* **Textauszug**
"""
Die Tradition der Medizin, die medizinische Ausbildung und auch die FMH, der Berufsverband der Schweizer Ärztinnen und Ärzte, setzen auf lebenserhaltende Maßnahmen und nicht auf solche, die beim Sterben helfen. Zwar hat sich seit dem Fall Haemmerli vieles verändert, und viele Ärzte unterlassen etwa in aussichtslosen Situationen lebenserhaltende Maßnahmen wie eine künstliche Ernährung oder nehmen sie zurück. Doch dabei unterliegen sie weiterhin dem Trugschluss, das passive Vermeiden sei moralisch höherwertig als das aktive Zurücknehmen. Dabei macht es nach meiner Meinung keinen Unterschied, ob der Patient sterben kann, weil ein Arzt eine bestimmte, aussichtslose Behandlung erst gar nicht beginnt oder ob er diese wiedereinstellt, weil er merkt, dass sie mehr belastet als Gutes tut.

Beides – der Behandlungsabbruch durch Unterlassen oder Einstellen – gilt juristisch als passive Sterbehilfe. Doch psychologisch macht es einen Unterschied. Es fällt, so meine Erfah­rung, schwerer, eine Maßnahme wieder zurückzunehmen, die den Patienten am Leben hält. Die Verantwortung scheint in diesem Fall größer, und größer können daher auch die damit einhergehenden Schuldgefühle sein. Man hat schließlich mit den eigenen Händen etwas getan – etwa den Hahn der Infu­sion zugedreht und damit die Flüssigkeitszufuhr gestoppt –, was das Sterben beschleunigt hat, weil es zuvor durch genau diese Maßnahme noch aufgeschoben wurde.

Hier liegt psychologisch eine viel größere Hürde. Ja. Doch in der Konsequenz ist es dasselbe. Der Patient stirbt, ob ich die Maßnahme erst gar nicht beginne oder ob ich sie einstelle. In beiden Fällen habe ich geholfen, sinnloses Leiden abzukürzen. Nur dar­auf kommt es an.
"""
* **Erfasste Daten**
"""
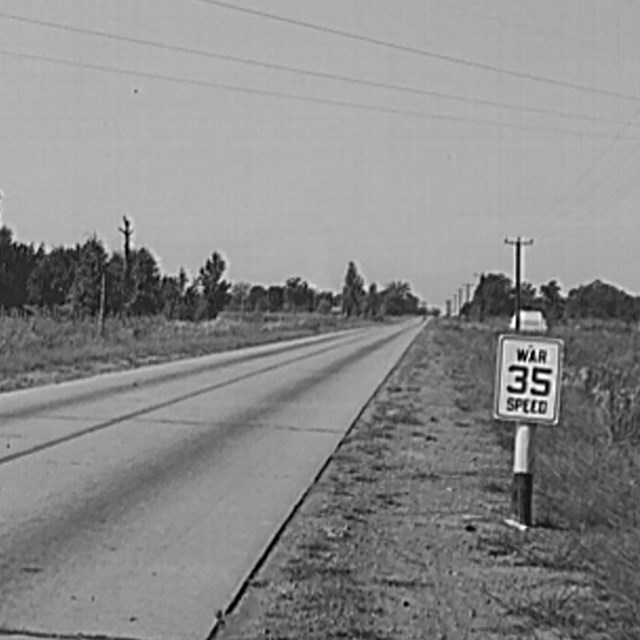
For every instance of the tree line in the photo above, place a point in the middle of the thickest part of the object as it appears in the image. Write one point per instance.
(495, 296)
(87, 280)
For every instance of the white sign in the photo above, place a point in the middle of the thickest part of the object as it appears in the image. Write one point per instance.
(528, 377)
"""
* **Zu erledigen**
A. Als was gilt der Behandlungsabbruch durch Unterlassen oder Einstellen juristisch laut dem Textauszug?
B. Tippen Sie aus dem Textauszug die Stelle ab, die mit „Die Tradition der“ beginnt und bis einschließlich „als Gutes tut.“ reicht.

* **Nummerierte Antworten**
A. Als passive Sterbehilfe.

B.
Die Tradition der Medizin, die medizinische Ausbildung und auch die FMH, der Berufsverband der Schweizer Ärztinnen und Ärzte, setzen auf lebenserhaltende Maßnahmen und nicht auf solche, die beim Sterben helfen. Zwar hat sich seit dem Fall Haemmerli vieles verändert, und viele Ärzte unterlassen etwa in aussichtslosen Situationen lebenserhaltende Maßnahmen wie eine künstliche Ernährung oder nehmen sie zurück. Doch dabei unterliegen sie weiterhin dem Trugschluss, das passive Vermeiden sei moralisch höherwertig als das aktive Zurücknehmen. Dabei macht es nach meiner Meinung keinen Unterschied, ob der Patient sterben kann, weil ein Arzt eine bestimmte, aussichtslose Behandlung erst gar nicht beginnt oder ob er diese wiedereinstellt, weil er merkt, dass sie mehr belastet als Gutes tut.